─── Extract provided
So the Leader of the Synagogue does three things wrong: he triangulates; he focuses on the wrong person; and, oh yeah, he stirs up everyone else in the process. All in all, he brings out the worst in everyone except maybe Jesus and the woman who was healed…who was apparently too busy praising God to notice all the grumbling.

You may not have noticed this, but this gospel story ends a section of Luke’s Gospel about repentance which begins with the question of whether it was God’s will that Pilate executed a number of Galileans or if God was the one who caused a tower in a town called Siloam to fall down and which killed 18 people. Jesus said it was not God’s will…God didn’t even do it…life happens…towers fall…and it all the more true that people sin and cause the deaths of other people...but these are all the more the reason to focus on God, God’s love and grace, and to do God’s work while we have the time.
──────
─── Provided material
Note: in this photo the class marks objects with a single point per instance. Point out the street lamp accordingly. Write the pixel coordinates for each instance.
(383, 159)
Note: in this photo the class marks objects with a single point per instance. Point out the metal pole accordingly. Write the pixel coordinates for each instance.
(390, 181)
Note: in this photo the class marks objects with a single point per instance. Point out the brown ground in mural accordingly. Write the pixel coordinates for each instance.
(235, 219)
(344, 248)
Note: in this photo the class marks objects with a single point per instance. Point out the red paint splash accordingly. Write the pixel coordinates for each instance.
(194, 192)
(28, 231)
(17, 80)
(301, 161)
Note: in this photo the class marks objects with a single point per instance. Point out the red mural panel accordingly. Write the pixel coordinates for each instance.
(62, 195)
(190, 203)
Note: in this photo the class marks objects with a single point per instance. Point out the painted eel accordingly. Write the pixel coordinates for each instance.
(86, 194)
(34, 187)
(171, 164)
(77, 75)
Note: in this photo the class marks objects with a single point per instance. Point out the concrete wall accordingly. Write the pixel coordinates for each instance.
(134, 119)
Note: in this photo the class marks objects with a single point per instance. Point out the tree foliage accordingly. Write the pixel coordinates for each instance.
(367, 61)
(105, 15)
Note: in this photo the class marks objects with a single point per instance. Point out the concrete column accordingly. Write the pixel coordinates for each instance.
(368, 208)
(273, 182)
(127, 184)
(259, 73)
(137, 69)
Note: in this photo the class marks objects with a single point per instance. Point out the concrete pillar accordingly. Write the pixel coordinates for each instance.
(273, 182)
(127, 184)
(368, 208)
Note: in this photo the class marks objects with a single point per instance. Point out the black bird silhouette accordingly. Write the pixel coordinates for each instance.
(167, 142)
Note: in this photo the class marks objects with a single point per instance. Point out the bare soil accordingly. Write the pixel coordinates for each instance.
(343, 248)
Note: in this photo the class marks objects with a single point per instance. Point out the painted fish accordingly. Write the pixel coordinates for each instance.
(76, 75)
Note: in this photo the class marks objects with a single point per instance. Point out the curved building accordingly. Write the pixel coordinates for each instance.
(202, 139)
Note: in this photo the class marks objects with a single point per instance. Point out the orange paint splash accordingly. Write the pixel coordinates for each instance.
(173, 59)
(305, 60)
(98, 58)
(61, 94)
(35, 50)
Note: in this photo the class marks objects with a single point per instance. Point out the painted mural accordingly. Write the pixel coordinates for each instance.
──────
Resume the passage on the synagogue leader in Luke's Gospel, continuing from its final sentence.

Exercise response:
Now we come to the other bookend on this little section of Luke’s Gospel, a woman with an ailment that has her bent over for 18 years. Get it? 18 years with a crooked back. 18 people killed when the tower fell. Coincidence? I don’t think so. I think that the Gospel of Luke and Jesus are trying to teach us something.

So let’s cut through the triangulation, the grumbling and the blame-game, and go right to the Leader of the Synagogue and ask him some questions. We can’t do it face-to-face, but let’s pretend.

When would be a good time to show mercy? Tomorrow, maybe? After all, today is a day of rest. We don’t want to do work on a day of rest. After all, even God rested on the seventh day, right? But as Jesus said, even the most observant of first-century Jews will lead their animals to the feeding trough and to water on the Sabbath. Why? Because animals don’t know about the Sabbath and they don’t care. If you don’t believe me, come to my house at about 5:30 or 6 in the morning and ask my cat. All animals know is that it’s time to be fed or watered or milked and they don’t know or care about our customs, calendars or our need to sleep in. So feeding, watering and milking farm animals on the Sabbath was allowable because it was the right and sensible thing to do. So, Jesus asks in effect, if it is okay to show mercy to your animals on the Sabbath, then why can’t we show mercy—heal—a daughter of Abraham on the Sabbath?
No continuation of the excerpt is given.